>> begin RAW RECORDS

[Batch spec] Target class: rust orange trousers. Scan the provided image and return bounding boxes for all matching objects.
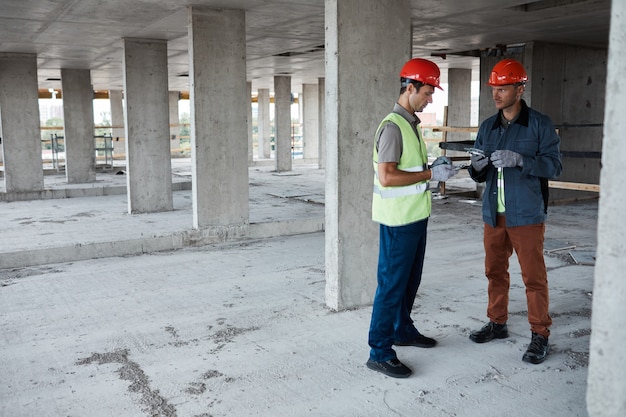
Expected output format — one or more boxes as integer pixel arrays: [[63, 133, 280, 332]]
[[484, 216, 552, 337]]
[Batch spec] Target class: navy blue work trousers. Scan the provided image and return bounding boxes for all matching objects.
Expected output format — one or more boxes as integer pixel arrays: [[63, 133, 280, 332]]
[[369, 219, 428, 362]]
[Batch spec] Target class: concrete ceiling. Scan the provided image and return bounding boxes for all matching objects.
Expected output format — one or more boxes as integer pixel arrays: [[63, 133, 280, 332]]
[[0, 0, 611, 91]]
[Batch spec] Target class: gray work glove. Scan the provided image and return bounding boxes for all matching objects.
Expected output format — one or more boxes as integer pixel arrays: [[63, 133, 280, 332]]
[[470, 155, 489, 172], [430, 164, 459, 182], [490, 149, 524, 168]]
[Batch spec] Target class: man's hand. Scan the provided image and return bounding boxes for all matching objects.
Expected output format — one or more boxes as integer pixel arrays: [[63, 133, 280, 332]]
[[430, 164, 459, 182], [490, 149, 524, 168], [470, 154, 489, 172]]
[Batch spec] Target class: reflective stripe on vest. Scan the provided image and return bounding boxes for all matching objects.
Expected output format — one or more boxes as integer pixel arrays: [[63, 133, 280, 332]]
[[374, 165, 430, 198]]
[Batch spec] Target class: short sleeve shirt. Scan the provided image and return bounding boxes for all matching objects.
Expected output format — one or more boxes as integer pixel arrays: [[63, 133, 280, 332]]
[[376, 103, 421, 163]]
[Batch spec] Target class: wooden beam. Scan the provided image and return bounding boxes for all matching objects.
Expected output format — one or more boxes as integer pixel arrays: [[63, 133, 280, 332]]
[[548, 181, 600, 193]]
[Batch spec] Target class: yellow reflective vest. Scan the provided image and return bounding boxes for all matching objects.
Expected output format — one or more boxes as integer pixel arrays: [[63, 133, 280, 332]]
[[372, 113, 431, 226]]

>> end RAW RECORDS
>> begin RAW RECORDS

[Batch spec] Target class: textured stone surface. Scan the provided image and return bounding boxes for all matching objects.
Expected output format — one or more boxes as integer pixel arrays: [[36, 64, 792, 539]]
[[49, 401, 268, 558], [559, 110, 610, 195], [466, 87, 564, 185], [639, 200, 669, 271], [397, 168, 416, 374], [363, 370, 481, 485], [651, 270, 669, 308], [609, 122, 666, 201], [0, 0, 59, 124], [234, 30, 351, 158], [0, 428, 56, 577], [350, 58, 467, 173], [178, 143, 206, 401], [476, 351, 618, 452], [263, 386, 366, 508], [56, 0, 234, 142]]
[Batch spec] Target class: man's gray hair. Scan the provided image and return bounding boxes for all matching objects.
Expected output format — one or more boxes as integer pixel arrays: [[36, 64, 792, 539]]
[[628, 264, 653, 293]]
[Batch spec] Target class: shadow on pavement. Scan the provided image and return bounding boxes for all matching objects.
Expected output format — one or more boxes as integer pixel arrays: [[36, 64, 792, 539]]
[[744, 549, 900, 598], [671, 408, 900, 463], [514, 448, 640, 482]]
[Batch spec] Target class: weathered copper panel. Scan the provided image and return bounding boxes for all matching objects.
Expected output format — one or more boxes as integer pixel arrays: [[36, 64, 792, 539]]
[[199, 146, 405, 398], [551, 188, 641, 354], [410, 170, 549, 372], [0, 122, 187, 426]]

>> end RAW RECORDS
>> begin RAW RECORDS

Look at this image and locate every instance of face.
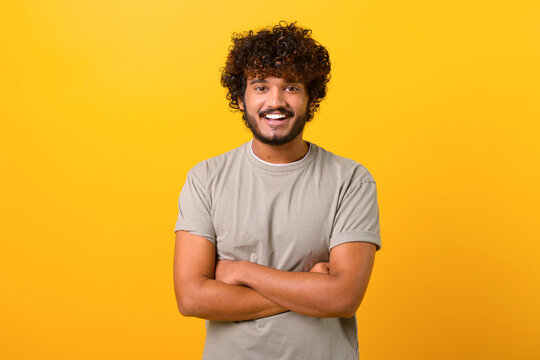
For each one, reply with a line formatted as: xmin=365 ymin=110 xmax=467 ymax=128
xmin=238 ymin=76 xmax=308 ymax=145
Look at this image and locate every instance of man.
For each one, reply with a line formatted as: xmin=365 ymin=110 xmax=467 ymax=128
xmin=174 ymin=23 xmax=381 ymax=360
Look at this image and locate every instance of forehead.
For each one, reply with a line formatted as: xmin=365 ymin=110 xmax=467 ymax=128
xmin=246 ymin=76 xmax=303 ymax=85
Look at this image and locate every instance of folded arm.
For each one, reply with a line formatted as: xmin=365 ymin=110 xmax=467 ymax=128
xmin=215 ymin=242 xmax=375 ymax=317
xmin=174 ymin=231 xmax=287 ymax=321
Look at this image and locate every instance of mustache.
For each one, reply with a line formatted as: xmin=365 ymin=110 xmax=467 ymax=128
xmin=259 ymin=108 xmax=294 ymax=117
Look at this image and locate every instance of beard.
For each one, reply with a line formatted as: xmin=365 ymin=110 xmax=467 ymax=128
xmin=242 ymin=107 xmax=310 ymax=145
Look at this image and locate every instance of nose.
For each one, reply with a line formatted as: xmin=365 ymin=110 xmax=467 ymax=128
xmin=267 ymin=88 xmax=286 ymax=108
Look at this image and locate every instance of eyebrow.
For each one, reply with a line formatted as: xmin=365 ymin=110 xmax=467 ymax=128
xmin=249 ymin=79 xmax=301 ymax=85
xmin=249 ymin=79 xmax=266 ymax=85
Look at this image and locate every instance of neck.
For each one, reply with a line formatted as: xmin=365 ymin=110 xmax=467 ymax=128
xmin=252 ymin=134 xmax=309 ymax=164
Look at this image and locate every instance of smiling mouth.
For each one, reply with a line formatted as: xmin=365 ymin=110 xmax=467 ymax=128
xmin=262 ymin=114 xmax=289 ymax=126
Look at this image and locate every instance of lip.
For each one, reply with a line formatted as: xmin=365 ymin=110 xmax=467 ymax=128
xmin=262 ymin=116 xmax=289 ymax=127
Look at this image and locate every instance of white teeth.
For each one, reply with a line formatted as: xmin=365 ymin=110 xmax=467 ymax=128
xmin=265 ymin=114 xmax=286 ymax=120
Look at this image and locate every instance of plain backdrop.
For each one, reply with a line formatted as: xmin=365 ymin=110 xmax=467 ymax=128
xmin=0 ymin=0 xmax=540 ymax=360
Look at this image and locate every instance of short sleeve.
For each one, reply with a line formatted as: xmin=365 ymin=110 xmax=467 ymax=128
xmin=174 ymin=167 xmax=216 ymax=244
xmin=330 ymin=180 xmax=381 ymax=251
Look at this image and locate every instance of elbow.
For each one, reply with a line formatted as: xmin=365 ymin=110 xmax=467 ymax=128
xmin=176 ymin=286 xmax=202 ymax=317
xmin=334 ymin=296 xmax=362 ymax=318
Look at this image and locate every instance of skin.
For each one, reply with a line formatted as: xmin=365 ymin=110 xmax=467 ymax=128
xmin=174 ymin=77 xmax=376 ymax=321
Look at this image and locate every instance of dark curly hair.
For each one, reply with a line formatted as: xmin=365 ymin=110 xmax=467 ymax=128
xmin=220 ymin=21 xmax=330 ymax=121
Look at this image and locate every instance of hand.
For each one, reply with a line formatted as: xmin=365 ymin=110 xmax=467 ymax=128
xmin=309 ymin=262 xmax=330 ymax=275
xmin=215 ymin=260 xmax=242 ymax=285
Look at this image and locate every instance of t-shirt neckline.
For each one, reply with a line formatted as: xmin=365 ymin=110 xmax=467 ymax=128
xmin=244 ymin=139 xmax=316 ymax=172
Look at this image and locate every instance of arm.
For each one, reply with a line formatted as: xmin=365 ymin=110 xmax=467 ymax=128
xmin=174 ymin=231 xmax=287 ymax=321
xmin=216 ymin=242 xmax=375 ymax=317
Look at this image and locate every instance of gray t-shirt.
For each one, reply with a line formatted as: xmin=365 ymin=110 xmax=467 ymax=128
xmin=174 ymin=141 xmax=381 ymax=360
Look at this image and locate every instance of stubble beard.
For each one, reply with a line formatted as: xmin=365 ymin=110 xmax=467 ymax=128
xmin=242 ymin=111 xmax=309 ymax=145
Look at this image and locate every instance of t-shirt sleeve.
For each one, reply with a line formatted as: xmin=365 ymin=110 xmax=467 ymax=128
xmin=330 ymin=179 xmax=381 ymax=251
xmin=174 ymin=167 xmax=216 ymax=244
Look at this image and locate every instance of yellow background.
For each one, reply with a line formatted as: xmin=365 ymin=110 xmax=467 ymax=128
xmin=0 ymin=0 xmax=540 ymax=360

>> end RAW RECORDS

REQUIRED WORK: Repeat the records word for word, starting at the line containing "Look at this image and locate every instance of smiling" and ending at the line containing "xmin=262 ymin=114 xmax=289 ymax=126", with both of those lines included.

ANSWER TO THE EXERCISE:
Look at this image and locate every instance of smiling mouth.
For each one, reply with a line formatted as: xmin=365 ymin=110 xmax=467 ymax=128
xmin=262 ymin=114 xmax=289 ymax=126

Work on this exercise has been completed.